--- START ---

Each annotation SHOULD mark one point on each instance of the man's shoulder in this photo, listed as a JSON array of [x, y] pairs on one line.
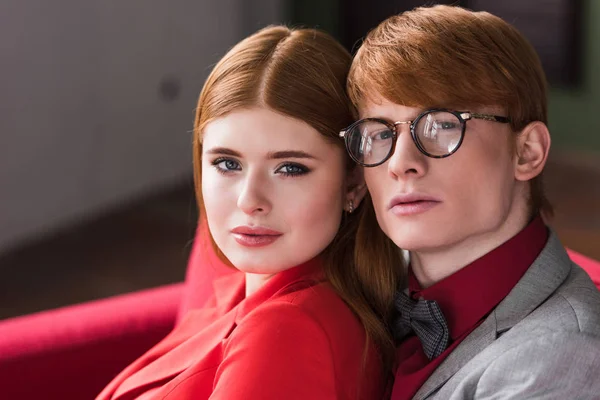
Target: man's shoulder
[[573, 307], [551, 366]]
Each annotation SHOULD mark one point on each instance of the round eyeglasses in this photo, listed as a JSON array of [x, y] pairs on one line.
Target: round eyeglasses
[[437, 133]]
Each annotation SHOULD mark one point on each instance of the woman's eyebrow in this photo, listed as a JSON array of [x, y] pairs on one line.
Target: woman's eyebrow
[[223, 151], [274, 155]]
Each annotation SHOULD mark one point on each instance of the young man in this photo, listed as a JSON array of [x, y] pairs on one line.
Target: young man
[[453, 138]]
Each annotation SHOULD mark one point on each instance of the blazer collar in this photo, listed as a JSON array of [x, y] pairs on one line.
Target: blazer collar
[[550, 269]]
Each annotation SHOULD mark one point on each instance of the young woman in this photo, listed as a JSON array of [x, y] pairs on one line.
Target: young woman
[[279, 196]]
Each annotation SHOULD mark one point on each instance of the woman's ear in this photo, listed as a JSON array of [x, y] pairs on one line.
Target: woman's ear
[[533, 145], [356, 189]]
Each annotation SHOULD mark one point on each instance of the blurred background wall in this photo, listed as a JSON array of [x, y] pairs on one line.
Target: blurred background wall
[[96, 106], [97, 100]]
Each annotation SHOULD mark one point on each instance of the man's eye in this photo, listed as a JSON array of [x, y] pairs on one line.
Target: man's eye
[[447, 125], [383, 135]]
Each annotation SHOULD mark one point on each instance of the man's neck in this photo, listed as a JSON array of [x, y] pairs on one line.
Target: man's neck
[[432, 266]]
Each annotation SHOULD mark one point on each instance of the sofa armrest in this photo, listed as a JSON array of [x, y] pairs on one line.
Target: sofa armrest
[[592, 267], [73, 352]]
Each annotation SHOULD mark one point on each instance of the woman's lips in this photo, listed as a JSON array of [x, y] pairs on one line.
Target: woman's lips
[[255, 236]]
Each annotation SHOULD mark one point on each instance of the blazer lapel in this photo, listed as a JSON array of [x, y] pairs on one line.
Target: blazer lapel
[[543, 278], [472, 345], [199, 334], [203, 346]]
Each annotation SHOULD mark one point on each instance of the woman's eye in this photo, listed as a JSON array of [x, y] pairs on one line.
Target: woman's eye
[[225, 165], [292, 169]]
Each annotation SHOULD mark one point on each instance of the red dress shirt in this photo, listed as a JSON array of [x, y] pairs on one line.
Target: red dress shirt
[[294, 338], [466, 298]]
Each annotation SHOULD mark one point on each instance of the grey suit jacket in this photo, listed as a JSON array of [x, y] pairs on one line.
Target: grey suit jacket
[[541, 342]]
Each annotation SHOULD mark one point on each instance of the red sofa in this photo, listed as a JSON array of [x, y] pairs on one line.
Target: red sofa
[[73, 352]]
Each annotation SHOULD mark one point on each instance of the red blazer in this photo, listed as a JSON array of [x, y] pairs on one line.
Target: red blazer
[[294, 338]]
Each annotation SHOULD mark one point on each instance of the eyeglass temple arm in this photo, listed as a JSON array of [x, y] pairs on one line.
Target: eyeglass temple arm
[[487, 117]]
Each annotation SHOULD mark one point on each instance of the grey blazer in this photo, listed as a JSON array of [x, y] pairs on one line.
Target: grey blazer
[[541, 342]]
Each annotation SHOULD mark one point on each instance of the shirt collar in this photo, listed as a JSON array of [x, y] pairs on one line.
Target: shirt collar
[[472, 292]]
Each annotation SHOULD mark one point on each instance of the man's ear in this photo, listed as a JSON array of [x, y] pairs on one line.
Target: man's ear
[[533, 145], [356, 189]]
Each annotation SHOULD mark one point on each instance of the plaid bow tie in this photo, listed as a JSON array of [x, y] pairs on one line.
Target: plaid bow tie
[[425, 319]]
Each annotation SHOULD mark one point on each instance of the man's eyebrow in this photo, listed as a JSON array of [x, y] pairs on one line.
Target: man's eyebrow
[[274, 155], [223, 151]]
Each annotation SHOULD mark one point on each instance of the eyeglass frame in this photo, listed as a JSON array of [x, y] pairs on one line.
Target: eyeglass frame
[[463, 117]]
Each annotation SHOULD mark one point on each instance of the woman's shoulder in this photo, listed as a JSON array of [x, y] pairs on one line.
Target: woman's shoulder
[[315, 303]]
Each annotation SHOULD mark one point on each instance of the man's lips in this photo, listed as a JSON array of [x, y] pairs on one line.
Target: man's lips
[[412, 203]]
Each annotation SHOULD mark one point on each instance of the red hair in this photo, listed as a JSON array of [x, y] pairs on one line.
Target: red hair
[[445, 56]]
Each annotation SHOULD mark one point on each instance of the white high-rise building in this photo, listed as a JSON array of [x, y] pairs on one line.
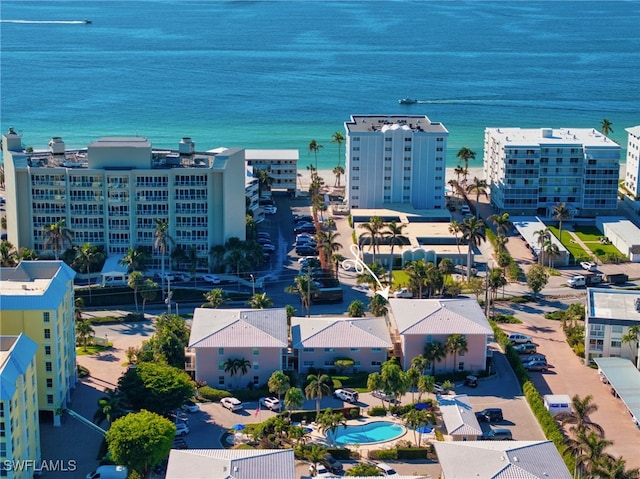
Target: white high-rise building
[[529, 171], [395, 159], [110, 193], [632, 173]]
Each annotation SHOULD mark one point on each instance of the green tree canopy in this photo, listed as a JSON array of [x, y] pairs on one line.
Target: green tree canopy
[[140, 441], [156, 387]]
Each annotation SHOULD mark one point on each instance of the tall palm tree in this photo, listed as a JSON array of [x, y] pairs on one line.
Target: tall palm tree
[[315, 147], [162, 241], [317, 388], [579, 417], [479, 187], [373, 229], [434, 352], [605, 127], [464, 155], [394, 233], [456, 344], [57, 236], [338, 138], [561, 212], [473, 232]]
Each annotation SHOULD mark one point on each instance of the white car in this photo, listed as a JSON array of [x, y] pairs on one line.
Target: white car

--- END ---

- _Goal_: Revise all of the records by changing every "photo" to "image" and leaving everything else as it is. Omit the pictures from your answer.

- _Exercise result_:
Each annotation SHOULD mark one point on each instance of the man's shoulder in this image, listed as a JSON array of [x, y] pairs on one line.
Target: man's shoulder
[[573, 307], [551, 366]]
Each annotation SHOULD mark one point on each instance of the round eyeglasses in this image, listed as a JSON array of [x, y] pairs on one line.
Target: round eyeglasses
[[437, 133]]
Each annotation SHOULD mark one point on each instance of the woman's eyebrow in this image, listed as a JSON array of [x, y] pairs on one line.
Target: woman's eyebrow
[[223, 151], [274, 155]]
Each annotation SHOULD mark one point on each instance of the young man in this image, listed as a JSON array of [x, y] pairs on one line.
Target: young man
[[453, 138]]
Each annotation SHOULD mark one point on each instance of the blazer collar in this image, listed as a JSON array of [x, y] pairs on one line.
Target: blazer collar
[[550, 269]]
Each annotation SHOULD mark one point on each instance of the young woman in this image, listed as a JSON array of [x, y] pairs on one line.
Target: young woman
[[279, 196]]
Each annotation SHOULD mark one point on each instance of the woman's ear in this image, listed as a JSON array of [x, y] pairs on one line.
Target: woman's ear
[[533, 145], [356, 189]]
Each annotation SHOULD mark one point on each instance of the blurred background wall in this image, listed as a JSON array of [x, y] pairs on one line.
Target: blurred background wall
[[96, 106], [97, 100]]
Each annotation SHOULD mark one point on each instance of the man's eye in this image, listed as a JSON array of [x, y] pairs on one line.
Target: man's eye
[[447, 125], [383, 135]]
Each annotation SHOULD mark one point on each instance of the man's neck in this image, listed as a JSON array of [x, y] pairs on one line.
Target: man's neck
[[432, 266]]
Each annotation SHOULD mark one point on each instance of the sofa armrest in this image, listed as a JSON array of [x, y] pairs on one line.
Target: sofa armrest
[[592, 267], [73, 352]]
Each annotation SHOULD mark one point on each instance of the woman's lips in this image, listed as a JSON array of [x, y] pairs on one line.
Target: woman's lips
[[255, 236]]
Each annotation SHOULD mark one point on each instance of the blazer lapel in this image, listed as a JSON array of [x, y] pairs on one line.
Target: blazer lapel
[[543, 278], [472, 345], [199, 334], [203, 346]]
Each annotation SHOULD mark one point on each instance of the woman's eye in this image, listed as a JSON array of [x, y] pairs on one line.
Target: woman's eye
[[225, 165], [292, 169]]
Each annotation SHOULD mark one point on each instance of the red dress shirt in this image, listed as a JSON array of [x, y] pairs on one line.
Target: red dress shirt
[[294, 338], [466, 298]]
Each annotation SHOULD mark one point on each instance of the grey suit jacket in this image, listed as a JSON array of [x, y] pairs on one line.
Target: grey suit jacket
[[541, 342]]
Each annotation SHOULD mark one point on each instance of the red sofa in this image, listed as a JSON array of [x, y] pairs on one line.
Target: red sofa
[[73, 352]]
Each annotation SHOULD mark one point on each instance of the red blazer in this image, listed as a JSON array of [x, y] pairs on one line.
Target: red blazer
[[294, 338]]
Each annotation SHOULD mark one point on each instance of the eyeglass temple arm in this image, listed as a JSON array of [x, y] pairs on one line.
Target: eyeglass temple arm
[[487, 117]]
Each annotation SHOULD mark one point on each instance of the grey blazer in this image, listed as a JSON array of [x, y] pairs on one line.
Target: grey blazer
[[541, 342]]
Each annotation SHOULD mark one point on each instance of the shirt collar in this image, listed as a JSON array of [x, y] pairs on one line.
Target: shirt collar
[[472, 292]]
Each annotation SHOULD mark one point on each instance of the man's ear in this image, listed as a JSON array of [x, y] pairs on one line.
Target: man's ear
[[533, 145], [356, 189]]
Each annotation SHOULD mark one point on each instance of the plaid bow tie in this image, listed as a JSON array of [x, y] pairs on one line.
Target: plaid bow tie
[[425, 319]]
Each annotation SHOULD mark one point on each instance of the man's eyebrow in this image, listed as a JSON array of [x, y] pairs on one line.
Target: man's eyebrow
[[274, 155], [223, 151]]
Each annotation SHOULD mark one point on each instance of the eyeglass frame in this image, listed as a JSON array of [x, y] pairs on one line.
Target: eyeglass frame
[[463, 117]]
Each annotation SHOULD mark one point on each instance of the woman's shoulder in this image, listed as a JSON array of [x, y] pairs on one line.
Target: woman's shoulder
[[315, 303]]
Each annotation SHOULD mark one point on each instance of the man's lips in this image, listed as a JSON array of [x, y] pairs on one line.
Target: man's lips
[[412, 203]]
Each annotation SHOULD mark one point on each instance of the red hair in this image, listed as a JSON array of [x, y] pairs on one line.
Target: red hair
[[445, 56]]
Each annotation SHOULD mark one point on each instance of the white high-rise building in this image, listed as a JSON array of [x, y] pairs on one line.
Target: white high-rise building
[[529, 171], [395, 159], [110, 193], [632, 173]]
Each annotation SHOULD mark one point on each instance of the green tree canopy in this image, listed as a JSON array of [x, y] pairs on one line.
Target: green tree canopy
[[140, 441], [156, 387]]
Each annotation SHOULD mark one point on each instance of the tall palm tree in this image, listed as a JSON array of [x, y] pairs on one line.
Target: tall palm tree
[[315, 147], [162, 241], [317, 388], [579, 417], [479, 187], [373, 229], [434, 352], [605, 127], [464, 155], [394, 233], [456, 344], [57, 236], [338, 138], [561, 212], [473, 232]]
Each annotation SHOULD mark one point on each instance of the white car in this image, listed as a JSON array of [x, y] pairs on one line.
Target: white car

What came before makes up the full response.